'''
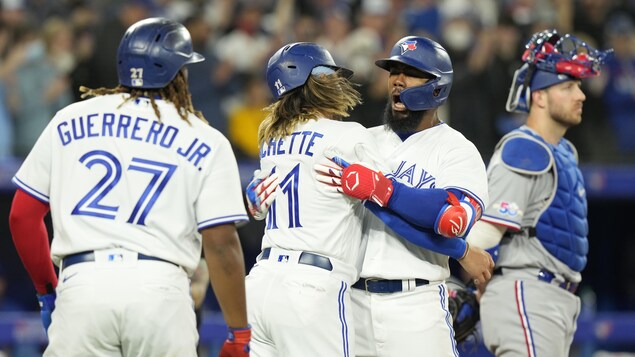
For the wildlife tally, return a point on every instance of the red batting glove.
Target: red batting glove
(454, 221)
(365, 183)
(237, 343)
'''
▶ _Instructions to follow_
Set the listing down again exactly, skipping each picture.

▶ _Response_
For the wildlife tally, return a point on every instance of the red batting glove.
Target: red batting glove
(454, 221)
(365, 183)
(237, 343)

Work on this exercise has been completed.